Challenge 1
Reproduce the passage of the account that runs from "I rush around" up to and including "back at work.", without altering a word.
━━ Page text ━━
Let’s call this the starting line. Let's keep moving forward. Ready. Set. Write!

Saturday, July 5, 2014

No brainer: When someone calls for help, you help



So today I'd just come home from running errands. My front door and back door are wide open, as are all the windows. There's a gorgeous cross breeze and no indication that we just survived four days of 80 percent mugginess.

I'm making a salad, singing to myself while I mix up some spinach, radicchio, red onions, almond slices, dried cranberries. I even go so far as to whip up a quick batch of orange vinegar dressing.  I'm thinking, "I could live like this every day. I have the best life ever." I hear summer noises: the rustling trees, twittering birds, buzzing of a lawnmower, the hammering of the contractor next door. It's pretty idyllic. Even the hammering.

I feel at home. Safe.

Then comes the screeching. At first I think it's a kid, maybe with a water gun. I smile a little, remembering. Back in the day, I had pretty decent aim. The screeching changes pitch. From my kitchen sink I see out the dining room window that the vinyl siding guy perched high on his ladder has turned his head to the screaming. Because it's screaming and crying now and I'm beginning to make out words: "Stop! He's hitting me! Make him stop!

I rush around the corner to the bay window at the front, and see my neighbor bent over, her body making violent front then back jumps. From my angle, I can't quite make out what the man next to her is doing. But he's doing something. He's moving violently too. She's bent over. Screaming for help. For him to stop. For someone to call the police. I see the neighbor who lives next door to her. He is continuing to mow his lawn. He is watching her as he makes neat shaven rows on this already perfect carpet. I hear hammering. The man next door? He's back at work.

I grab my phone and run outside to the curb. I yell, "Do you need help?" which is stupid because I know she does. I dial 911. I scream over and over, "Stop hurting her. I am calling the police!" I think he heard me above the mowing and the hammering because he started yelling at me in this deep, booming voice, and at one point stopped and crossed the street toward me. Then he noticed the woman running back to the front door and turned around to grab her and hold her and hit her again.

I'm telling the dispatcher all of this, and giving her all the information I can as the women screams his first and last name to me and tells me he, the estranged husband dragged her down an entire flight of stairs by her hair, hitting her the entire time too.
━━━
━━ Input ━━
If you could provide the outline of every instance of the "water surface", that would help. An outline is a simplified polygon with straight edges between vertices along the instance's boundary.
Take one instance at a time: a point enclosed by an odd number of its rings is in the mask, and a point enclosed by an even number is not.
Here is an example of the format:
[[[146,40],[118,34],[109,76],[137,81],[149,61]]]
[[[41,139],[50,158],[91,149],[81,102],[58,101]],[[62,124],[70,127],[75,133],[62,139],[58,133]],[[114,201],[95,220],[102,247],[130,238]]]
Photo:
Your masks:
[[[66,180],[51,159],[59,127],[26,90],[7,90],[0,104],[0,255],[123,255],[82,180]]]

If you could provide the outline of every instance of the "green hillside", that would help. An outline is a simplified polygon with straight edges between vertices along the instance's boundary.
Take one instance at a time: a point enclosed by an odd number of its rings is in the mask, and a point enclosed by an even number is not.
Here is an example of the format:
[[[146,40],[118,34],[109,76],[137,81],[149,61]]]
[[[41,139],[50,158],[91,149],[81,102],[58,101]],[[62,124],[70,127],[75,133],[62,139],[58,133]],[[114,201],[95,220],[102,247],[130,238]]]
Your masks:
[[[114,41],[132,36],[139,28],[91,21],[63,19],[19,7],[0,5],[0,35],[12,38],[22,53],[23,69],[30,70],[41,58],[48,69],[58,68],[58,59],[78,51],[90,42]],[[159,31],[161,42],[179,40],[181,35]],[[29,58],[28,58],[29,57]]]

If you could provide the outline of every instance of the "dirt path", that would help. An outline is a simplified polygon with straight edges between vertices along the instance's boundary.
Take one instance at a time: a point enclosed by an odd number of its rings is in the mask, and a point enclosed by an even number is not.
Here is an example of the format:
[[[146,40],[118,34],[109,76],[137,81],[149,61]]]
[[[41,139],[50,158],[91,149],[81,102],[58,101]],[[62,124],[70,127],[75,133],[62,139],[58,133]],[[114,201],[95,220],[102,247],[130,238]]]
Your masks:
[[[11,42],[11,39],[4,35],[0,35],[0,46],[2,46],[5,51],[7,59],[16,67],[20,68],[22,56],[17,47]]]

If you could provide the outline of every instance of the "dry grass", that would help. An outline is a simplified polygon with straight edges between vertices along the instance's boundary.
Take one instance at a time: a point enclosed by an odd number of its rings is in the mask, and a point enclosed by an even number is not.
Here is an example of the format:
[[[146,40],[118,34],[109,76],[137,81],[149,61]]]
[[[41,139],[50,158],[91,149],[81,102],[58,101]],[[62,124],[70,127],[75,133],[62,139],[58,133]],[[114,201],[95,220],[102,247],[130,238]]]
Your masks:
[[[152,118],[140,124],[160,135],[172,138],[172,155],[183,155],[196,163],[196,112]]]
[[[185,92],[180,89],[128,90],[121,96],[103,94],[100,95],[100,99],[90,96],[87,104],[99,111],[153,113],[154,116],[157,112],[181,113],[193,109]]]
━━━
Challenge 2
Pick out every line in the records that contains the string "help" and copy each of those lines in full. The match is case-sensitive.

Exercise result 1
I rush around the corner to the bay window at the front, and see my neighbor bent over, her body making violent front then back jumps. From my angle, I can't quite make out what the man next to her is doing. But he's doing something. He's moving violently too. She's bent over. Screaming for help. For him to stop. For someone to call the police. I see the neighbor who lives next door to her. He is continuing to mow his lawn. He is watching her as he makes neat shaven rows on this already perfect carpet. I hear hammering. The man next door? He's back at work.

Exercise result 2
If you could provide the outline of every instance of the "water surface", that would help. An outline is a simplified polygon with straight edges between vertices along the instance's boundary.
If you could provide the outline of every instance of the "green hillside", that would help. An outline is a simplified polygon with straight edges between vertices along the instance's boundary.
If you could provide the outline of every instance of the "dirt path", that would help. An outline is a simplified polygon with straight edges between vertices along the instance's boundary.
If you could provide the outline of every instance of the "dry grass", that would help. An outline is a simplified polygon with straight edges between vertices along the instance's boundary.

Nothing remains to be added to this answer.